:: Exercise tasks ::
**1)** Write out a passage from the forum post on storing historical data below. Begin at the words "First approach" and stop after "in both subclasses.".
**2)** According to the post on storing historical data below, why does the first approach prove disastrous?
**3)** List every property that the post on storing historical data below declares in the class data.current.person.
>> Begin Text excerpt
Discussion
Sylvain Guilbaud · Feb 21, 2022

How to efficiently store historical data, similar to current data, without mixing physical storage ?

Let's consider you would like to efficiently store your historical data in a similar structure than the one used for your current data, but without sharing the same physical storage (ie : not in the same global). What is the most efficient way to do it ?

Below a simple class of your current data : 

Class data.current.person Extends (%Persistent, %Populate)
{

Parameter DEFAULTGLOBAL = "^on.person";

Property name As %String;

Property dob As %Date(FORMAT = 4);

Property activ As %Boolean [ InitialExpression = 1 ];

Property created As %TimeStamp [ InitialExpression = {$zdt($h,3)} ];
Storage Default
{
<Data name="personDefaultData">
<Value name="1">
<Value>%%CLASSNAME</Value>
</Value>
<Value name="2">
<Value>name</Value>
</Value>
<Value name="3">
<Value>dob</Value>
</Value>
<Value name="4">
<Value>activ</Value>
</Value>
<Value name="5">
<Value>created</Value>
</Value>
</Data>
<DataLocation>^on.personD</DataLocation>
<DefaultData>personDefaultData</DefaultData>
<IdLocation>^on.personD</IdLocation>
<IndexLocation>^on.personI</IndexLocation>
<StreamLocation>^on.personS</StreamLocation>
<Type>%Storage.Persistent</Type>
}

}

NB : you can omit the DEFAULTGLOBAL parameter if you're happy with the one automatically generated (which is the case, most of the time) ;  I use it in my example to emphasize the separation of globals in current and archive classes.

 

First approach

You could first think about creating 2 persistent classes and copy the same definition in both classes (except the Storage clause which will be recreated at the first compilation) :

Class data.current.person Extends %Persistent {}
Class data.archive.person Extends %Persistent {}

But this approach will rapidly reveal itself disastrous in terms of maintenance, for obvious reason of duplicating the code/definitions.

 

Second approach

Another idea could be to create a common class with ClassType = "" in order to not create the storage definition at its level. Then, you can make archive and current classes inherit from this common class and add %Persistent inheritance in both subclasses.
>> End Text excerpt
>> Begin Data excerpts
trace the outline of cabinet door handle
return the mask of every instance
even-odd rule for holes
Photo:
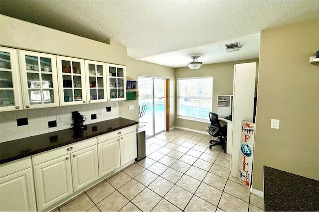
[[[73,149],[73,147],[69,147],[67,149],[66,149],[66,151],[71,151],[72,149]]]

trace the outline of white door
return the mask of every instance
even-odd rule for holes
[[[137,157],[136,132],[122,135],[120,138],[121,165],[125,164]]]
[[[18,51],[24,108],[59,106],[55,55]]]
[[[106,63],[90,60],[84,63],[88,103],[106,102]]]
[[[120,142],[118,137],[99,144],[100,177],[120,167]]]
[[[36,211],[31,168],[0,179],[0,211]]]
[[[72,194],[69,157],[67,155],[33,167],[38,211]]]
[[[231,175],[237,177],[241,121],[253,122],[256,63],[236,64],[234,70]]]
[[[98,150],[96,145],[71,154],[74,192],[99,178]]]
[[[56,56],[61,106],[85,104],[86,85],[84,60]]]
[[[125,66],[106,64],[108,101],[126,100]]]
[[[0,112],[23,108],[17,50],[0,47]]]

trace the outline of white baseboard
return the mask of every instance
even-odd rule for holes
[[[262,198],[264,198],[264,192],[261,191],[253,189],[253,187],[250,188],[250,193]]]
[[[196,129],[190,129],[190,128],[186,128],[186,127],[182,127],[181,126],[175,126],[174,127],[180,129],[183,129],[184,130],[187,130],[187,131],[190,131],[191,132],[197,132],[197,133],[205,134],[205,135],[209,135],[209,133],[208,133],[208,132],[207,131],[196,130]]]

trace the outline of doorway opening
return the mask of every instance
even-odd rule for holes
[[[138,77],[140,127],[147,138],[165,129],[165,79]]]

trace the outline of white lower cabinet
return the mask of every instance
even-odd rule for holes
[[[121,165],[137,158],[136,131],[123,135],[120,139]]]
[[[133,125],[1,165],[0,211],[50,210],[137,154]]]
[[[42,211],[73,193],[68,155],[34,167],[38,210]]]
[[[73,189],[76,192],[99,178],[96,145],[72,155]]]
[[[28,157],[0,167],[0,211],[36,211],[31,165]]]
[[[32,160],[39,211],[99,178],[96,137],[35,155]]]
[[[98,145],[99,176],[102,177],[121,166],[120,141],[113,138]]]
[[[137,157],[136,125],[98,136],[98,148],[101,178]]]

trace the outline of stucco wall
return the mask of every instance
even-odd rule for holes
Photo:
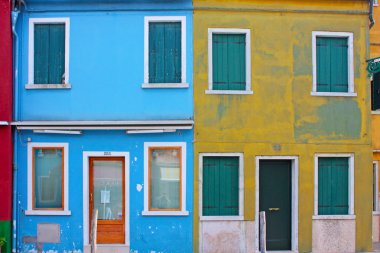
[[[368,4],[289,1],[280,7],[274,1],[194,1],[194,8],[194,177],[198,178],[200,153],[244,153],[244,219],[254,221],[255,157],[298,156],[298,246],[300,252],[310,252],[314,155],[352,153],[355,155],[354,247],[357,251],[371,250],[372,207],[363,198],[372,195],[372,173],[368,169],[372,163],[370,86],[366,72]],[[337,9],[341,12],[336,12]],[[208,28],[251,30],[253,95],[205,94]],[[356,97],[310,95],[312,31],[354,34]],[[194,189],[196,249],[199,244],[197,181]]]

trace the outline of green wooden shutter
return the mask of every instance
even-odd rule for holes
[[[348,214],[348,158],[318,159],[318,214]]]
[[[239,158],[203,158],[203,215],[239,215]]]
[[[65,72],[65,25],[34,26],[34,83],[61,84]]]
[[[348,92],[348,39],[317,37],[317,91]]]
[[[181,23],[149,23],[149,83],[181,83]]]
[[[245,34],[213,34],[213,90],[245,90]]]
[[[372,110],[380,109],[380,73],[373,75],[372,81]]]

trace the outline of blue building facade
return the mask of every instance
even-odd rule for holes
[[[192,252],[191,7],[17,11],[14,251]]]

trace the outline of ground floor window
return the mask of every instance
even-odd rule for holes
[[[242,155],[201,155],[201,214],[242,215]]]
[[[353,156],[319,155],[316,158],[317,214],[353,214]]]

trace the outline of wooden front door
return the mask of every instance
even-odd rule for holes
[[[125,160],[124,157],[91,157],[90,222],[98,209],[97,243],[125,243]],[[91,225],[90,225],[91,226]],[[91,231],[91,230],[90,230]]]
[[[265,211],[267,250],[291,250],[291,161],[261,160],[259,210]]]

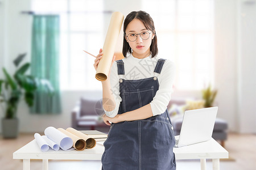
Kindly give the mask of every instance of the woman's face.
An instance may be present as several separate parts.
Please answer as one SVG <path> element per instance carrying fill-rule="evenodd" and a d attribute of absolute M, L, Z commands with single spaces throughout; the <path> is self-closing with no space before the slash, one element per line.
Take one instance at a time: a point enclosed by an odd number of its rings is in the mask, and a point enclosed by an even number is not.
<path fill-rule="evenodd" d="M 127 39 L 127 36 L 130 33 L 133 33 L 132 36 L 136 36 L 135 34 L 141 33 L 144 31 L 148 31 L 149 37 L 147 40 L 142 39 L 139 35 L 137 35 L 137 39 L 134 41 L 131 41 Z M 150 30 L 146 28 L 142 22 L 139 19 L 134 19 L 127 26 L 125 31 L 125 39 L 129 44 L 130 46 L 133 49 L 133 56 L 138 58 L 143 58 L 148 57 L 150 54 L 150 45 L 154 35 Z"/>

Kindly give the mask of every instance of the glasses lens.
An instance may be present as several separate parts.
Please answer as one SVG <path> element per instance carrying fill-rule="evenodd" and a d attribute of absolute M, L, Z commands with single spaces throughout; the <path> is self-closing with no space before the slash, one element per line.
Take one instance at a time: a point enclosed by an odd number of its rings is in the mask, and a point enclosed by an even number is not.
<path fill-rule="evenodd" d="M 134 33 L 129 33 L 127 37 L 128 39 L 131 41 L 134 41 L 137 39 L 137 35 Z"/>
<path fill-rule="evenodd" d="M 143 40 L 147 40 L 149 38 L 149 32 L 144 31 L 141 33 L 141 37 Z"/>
>> End Data excerpts
:: Expected outputs ::
**1)**
First approach

You could first think about creating 2 persistent classes and copy the same definition in both classes (except the Storage clause which will be recreated at the first compilation) :

Class data.current.person Extends %Persistent {}
Class data.archive.person Extends %Persistent {}

But this approach will rapidly reveal itself disastrous in terms of maintenance, for obvious reason of duplicating the code/definitions.

 

Second approach

Another idea could be to create a common class with ClassType = "" in order to not create the storage definition at its level. Then, you can make archive and current classes inherit from this common class and add %Persistent inheritance in both subclasses.

**2)** The first approach causes maintenance problems because the code and definitions are duplicated.

**3)**
name
dob
activ
created